- **Text to read**:
· · · · ·
Obviously, the first thing cannot be dismissed, because it’s not just me, it’s my wife and I, and our child, and a possible sister or brother for our firstborn. But the second option isn’t speculative, or meant to supplement positive factors already in place– it’s meant possibly to divert disaster and radically change someone’s course for the better, possibly with exponentially positive, self-perpetuating offshoots that would be a boon to a wide circle of people. And the third option would be a prayer of thanksgiving and also somewhat of desperation from one who cannot take anything for granted, who knows full well that any good fortune that falls into my hands, might, in a forgetful moment, drop.
The solution is in the Rosary: the Joyful Mysteries, the Sorrowful Mysteries, the Glorious Mysteries. Sunrise is a joyful mystery, the excessive heat of the Summer midday Sun in these days of global warming is a sorrowful mystery, and a cool, beautiful sunset can be a glorious mystery, especially when the full Sturgeon Moon rises during the Perseids meteor shower. One life, with many aspects, one year of prayer, one Rosary, of many aspects.
· · · · ·
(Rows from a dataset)
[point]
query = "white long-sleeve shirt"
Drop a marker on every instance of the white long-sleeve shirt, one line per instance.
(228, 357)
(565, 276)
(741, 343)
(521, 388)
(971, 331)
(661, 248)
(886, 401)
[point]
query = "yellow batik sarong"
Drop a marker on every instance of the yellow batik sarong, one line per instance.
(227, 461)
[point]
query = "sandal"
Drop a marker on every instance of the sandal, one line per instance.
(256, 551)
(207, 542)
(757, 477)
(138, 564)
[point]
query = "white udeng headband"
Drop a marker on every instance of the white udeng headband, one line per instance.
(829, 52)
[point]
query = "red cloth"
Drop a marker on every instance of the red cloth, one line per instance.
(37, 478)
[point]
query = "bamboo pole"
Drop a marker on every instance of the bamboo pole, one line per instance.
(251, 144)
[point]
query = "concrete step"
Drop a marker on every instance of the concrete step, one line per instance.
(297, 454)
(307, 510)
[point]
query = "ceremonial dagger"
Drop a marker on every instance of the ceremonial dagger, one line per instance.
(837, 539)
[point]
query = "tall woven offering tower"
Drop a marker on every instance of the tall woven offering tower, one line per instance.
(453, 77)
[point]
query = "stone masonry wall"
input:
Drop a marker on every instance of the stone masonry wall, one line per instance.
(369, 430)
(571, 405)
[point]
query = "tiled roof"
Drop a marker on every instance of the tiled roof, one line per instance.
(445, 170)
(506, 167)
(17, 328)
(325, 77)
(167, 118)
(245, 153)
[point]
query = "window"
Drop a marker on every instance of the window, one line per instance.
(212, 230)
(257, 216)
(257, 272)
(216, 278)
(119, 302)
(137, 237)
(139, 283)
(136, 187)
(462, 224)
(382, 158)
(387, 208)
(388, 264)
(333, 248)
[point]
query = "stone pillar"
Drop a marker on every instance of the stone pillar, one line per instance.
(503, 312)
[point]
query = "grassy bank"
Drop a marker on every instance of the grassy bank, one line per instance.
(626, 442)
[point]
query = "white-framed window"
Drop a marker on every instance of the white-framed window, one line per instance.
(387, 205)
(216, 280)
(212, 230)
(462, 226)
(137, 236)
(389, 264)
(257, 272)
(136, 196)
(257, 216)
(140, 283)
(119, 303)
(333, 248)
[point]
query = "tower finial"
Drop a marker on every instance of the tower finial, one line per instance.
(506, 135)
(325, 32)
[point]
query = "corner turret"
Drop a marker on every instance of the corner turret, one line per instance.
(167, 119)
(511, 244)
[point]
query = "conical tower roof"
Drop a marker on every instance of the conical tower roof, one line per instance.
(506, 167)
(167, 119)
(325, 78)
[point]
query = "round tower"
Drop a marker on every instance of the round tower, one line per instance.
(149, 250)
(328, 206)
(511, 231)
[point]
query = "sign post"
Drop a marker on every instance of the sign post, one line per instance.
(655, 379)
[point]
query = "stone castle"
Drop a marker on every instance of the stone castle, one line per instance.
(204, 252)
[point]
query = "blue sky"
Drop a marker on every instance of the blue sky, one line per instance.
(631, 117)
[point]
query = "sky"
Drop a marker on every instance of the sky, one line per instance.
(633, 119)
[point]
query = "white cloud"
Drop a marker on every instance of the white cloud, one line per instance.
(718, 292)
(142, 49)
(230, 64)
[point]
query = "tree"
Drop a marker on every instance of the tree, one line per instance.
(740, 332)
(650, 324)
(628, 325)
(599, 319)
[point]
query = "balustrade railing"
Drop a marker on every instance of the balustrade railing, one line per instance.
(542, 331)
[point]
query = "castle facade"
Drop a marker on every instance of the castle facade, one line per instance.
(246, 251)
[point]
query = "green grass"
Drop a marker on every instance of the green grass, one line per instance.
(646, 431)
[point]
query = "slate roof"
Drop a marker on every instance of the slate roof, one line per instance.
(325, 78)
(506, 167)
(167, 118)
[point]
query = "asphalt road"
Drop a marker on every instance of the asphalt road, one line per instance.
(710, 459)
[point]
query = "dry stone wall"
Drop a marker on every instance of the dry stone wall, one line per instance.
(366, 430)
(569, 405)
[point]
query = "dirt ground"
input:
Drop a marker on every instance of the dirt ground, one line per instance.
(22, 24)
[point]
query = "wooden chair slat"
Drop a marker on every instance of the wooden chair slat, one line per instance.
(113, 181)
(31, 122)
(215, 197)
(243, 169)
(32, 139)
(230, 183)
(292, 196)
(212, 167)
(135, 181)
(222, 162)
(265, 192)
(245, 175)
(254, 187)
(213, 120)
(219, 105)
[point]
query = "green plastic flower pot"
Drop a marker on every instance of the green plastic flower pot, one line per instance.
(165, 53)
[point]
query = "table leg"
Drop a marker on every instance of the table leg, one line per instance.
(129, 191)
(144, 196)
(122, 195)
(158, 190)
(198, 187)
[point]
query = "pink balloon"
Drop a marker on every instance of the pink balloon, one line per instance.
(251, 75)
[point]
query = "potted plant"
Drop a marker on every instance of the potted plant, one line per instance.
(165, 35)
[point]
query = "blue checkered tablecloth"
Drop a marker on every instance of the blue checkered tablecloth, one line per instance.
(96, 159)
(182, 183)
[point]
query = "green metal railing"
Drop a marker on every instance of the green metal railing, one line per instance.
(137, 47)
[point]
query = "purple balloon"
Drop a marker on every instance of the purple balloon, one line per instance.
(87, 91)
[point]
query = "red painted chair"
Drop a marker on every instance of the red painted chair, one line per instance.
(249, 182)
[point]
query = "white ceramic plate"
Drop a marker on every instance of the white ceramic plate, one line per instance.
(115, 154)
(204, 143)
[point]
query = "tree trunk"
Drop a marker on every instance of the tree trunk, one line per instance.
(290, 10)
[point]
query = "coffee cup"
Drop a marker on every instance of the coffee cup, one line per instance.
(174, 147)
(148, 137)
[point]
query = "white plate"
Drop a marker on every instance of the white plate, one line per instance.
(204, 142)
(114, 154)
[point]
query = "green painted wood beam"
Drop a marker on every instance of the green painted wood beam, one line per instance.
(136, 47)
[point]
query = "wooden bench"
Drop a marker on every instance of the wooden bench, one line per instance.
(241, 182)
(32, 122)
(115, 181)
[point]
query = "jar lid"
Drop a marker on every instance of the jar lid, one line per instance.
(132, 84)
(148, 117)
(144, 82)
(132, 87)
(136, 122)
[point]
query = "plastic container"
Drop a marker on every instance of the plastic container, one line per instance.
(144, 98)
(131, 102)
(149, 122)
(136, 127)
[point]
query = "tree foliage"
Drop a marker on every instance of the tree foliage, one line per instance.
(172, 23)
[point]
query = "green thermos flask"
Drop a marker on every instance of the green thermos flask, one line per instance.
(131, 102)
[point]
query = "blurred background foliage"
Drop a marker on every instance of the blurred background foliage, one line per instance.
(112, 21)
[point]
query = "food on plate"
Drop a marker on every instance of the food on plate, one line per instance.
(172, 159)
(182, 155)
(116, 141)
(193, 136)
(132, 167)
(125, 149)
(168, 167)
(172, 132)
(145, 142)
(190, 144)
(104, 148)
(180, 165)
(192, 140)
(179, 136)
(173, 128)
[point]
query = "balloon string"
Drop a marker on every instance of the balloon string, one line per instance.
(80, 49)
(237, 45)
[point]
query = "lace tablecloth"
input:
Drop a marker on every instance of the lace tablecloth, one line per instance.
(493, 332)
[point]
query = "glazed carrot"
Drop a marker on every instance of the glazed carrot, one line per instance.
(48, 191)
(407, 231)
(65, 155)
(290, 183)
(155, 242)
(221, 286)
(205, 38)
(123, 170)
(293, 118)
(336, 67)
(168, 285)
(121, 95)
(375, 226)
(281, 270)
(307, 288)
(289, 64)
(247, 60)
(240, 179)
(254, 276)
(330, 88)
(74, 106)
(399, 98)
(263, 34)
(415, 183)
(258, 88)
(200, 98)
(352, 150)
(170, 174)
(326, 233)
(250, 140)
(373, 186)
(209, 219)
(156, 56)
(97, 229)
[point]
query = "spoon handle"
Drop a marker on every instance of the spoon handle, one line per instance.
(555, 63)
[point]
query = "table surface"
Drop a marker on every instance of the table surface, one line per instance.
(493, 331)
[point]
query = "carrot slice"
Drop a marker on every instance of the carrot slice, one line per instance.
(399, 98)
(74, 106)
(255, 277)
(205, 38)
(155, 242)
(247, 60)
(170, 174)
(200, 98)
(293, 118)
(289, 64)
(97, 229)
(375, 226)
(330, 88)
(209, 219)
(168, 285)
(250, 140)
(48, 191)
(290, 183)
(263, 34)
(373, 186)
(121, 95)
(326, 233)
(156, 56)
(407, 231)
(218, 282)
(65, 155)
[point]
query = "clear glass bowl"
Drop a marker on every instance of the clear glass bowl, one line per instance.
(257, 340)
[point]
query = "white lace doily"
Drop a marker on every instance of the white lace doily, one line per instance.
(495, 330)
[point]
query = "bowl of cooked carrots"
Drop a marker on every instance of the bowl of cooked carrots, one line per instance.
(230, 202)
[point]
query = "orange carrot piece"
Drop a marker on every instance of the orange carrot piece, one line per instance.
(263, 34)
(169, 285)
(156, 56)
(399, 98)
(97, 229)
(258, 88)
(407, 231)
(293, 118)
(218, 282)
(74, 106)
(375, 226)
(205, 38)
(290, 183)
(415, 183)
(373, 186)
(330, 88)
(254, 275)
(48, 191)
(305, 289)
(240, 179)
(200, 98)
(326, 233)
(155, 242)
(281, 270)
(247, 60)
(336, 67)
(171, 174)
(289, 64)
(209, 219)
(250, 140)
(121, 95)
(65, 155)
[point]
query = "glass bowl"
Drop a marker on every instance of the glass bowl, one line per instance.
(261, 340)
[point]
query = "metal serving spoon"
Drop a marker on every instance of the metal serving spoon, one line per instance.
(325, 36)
· · · · ·
- **Exercise goal**: Please write out the part of the Rosary passage starting at "Obviously, the first" and ending at "forgetful moment, drop.". The rows stand apart from the Rosary passage as separate material.

- **Output of the exercise**:
Obviously, the first thing cannot be dismissed, because it’s not just me, it’s my wife and I, and our child, and a possible sister or brother for our firstborn. But the second option isn’t speculative, or meant to supplement positive factors already in place– it’s meant possibly to divert disaster and radically change someone’s course for the better, possibly with exponentially positive, self-perpetuating offshoots that would be a boon to a wide circle of people. And the third option would be a prayer of thanksgiving and also somewhat of desperation from one who cannot take anything for granted, who knows full well that any good fortune that falls into my hands, might, in a forgetful moment, drop.